Task prompt — Please print exactly the lines below, from the start of the material up to and including the line with "Target: salmon colored countertop", but none of the pictures.

Information shown —
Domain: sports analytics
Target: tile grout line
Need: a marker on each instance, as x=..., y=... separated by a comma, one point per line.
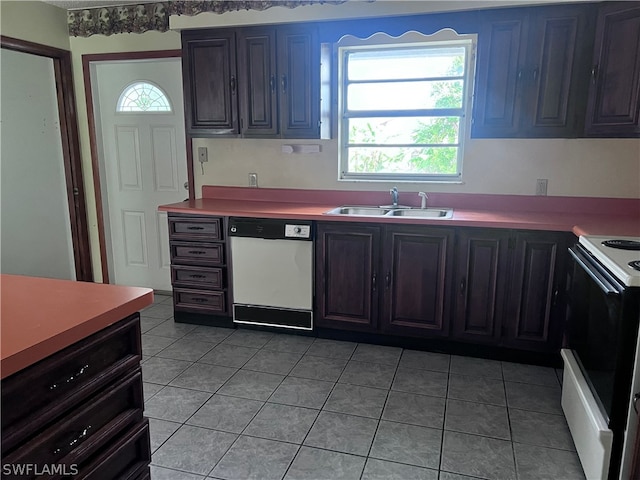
x=319, y=411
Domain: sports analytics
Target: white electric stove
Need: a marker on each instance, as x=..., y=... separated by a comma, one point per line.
x=619, y=259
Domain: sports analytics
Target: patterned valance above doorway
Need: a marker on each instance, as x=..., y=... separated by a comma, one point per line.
x=155, y=16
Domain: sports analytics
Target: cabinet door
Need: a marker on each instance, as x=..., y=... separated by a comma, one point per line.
x=482, y=258
x=557, y=71
x=533, y=318
x=501, y=55
x=258, y=89
x=209, y=75
x=299, y=71
x=347, y=276
x=614, y=97
x=417, y=272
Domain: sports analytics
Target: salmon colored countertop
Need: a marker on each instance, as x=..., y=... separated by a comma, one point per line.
x=40, y=316
x=580, y=215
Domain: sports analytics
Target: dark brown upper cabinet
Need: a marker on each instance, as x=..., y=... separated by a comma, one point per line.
x=210, y=82
x=532, y=72
x=258, y=90
x=534, y=304
x=614, y=94
x=299, y=71
x=272, y=90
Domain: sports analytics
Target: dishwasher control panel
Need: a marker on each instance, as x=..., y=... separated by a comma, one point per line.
x=297, y=231
x=271, y=228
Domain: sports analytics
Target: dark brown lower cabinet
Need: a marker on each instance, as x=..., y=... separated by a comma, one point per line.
x=396, y=285
x=79, y=412
x=347, y=271
x=534, y=310
x=482, y=262
x=417, y=276
x=509, y=288
x=492, y=287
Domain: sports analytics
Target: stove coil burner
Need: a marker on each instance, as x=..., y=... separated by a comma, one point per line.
x=622, y=244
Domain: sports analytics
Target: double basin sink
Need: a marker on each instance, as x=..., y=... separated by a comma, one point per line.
x=393, y=211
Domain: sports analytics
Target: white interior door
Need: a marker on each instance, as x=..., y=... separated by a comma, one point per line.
x=143, y=165
x=36, y=229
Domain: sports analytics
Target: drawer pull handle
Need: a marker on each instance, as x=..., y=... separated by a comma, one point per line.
x=71, y=444
x=72, y=378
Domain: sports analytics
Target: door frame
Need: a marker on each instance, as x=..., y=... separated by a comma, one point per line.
x=87, y=60
x=70, y=148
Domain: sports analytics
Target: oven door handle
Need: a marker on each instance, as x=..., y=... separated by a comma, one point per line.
x=602, y=282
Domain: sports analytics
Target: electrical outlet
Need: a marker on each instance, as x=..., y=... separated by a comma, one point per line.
x=202, y=155
x=253, y=180
x=541, y=186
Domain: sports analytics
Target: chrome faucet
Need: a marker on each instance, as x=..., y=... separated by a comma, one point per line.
x=394, y=197
x=423, y=199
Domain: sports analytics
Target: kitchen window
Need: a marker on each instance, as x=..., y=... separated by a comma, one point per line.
x=404, y=106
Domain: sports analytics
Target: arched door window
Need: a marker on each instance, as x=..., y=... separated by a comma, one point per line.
x=143, y=97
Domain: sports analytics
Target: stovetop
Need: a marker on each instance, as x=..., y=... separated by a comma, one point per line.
x=615, y=260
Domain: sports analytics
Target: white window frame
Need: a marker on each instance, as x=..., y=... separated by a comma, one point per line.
x=443, y=38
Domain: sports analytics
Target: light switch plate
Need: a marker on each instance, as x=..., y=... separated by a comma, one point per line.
x=541, y=186
x=202, y=155
x=253, y=180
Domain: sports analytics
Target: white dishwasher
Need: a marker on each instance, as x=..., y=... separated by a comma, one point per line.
x=272, y=272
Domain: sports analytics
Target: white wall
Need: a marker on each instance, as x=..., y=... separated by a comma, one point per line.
x=36, y=22
x=578, y=167
x=607, y=168
x=36, y=231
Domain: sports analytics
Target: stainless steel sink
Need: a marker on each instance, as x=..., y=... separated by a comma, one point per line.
x=388, y=211
x=359, y=210
x=441, y=213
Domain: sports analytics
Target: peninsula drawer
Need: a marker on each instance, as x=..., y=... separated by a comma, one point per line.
x=197, y=253
x=84, y=433
x=126, y=459
x=47, y=389
x=204, y=228
x=199, y=301
x=197, y=277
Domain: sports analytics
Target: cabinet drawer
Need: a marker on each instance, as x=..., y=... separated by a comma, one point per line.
x=199, y=301
x=206, y=228
x=39, y=394
x=197, y=253
x=128, y=458
x=74, y=439
x=198, y=277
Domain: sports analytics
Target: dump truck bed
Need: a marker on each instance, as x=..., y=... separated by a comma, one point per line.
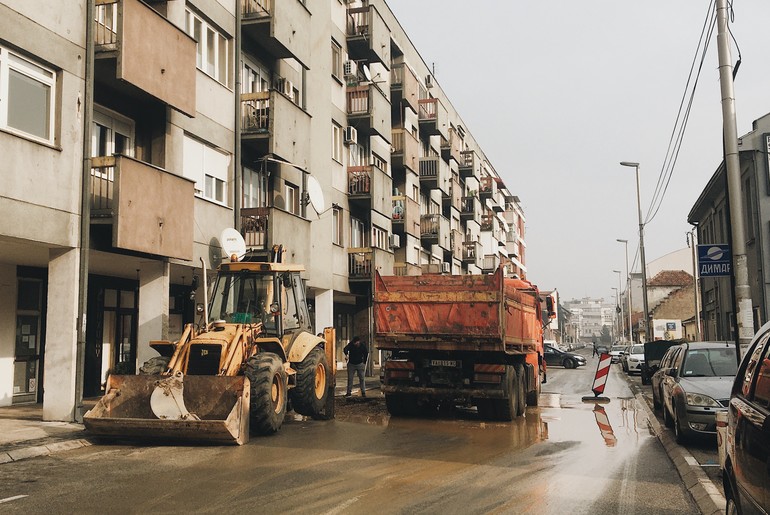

Answer area —
Domain: sports analytics
Target: tile grout line
Need: a marker on each instance, as x=..., y=... separated by a comma, one point per line.
x=319, y=411
Domain: sports analytics
Target: white electric stove
Need: a marker on each instance, as x=..., y=... separated by a comma, one point per line.
x=619, y=259
Domain: sports analytics
Target: patterned valance above doorway
Need: a marker on each instance, as x=..., y=... separated by a comma, one point per line.
x=155, y=16
Domain: sports analytics
Target: cabinet door
Need: a marker on each instance, as x=..., y=... separated by a comma, one point per line.
x=482, y=258
x=557, y=71
x=533, y=318
x=501, y=55
x=258, y=89
x=209, y=75
x=299, y=71
x=347, y=276
x=614, y=97
x=417, y=272
Domain: sports analytics
Target: salmon colored countertop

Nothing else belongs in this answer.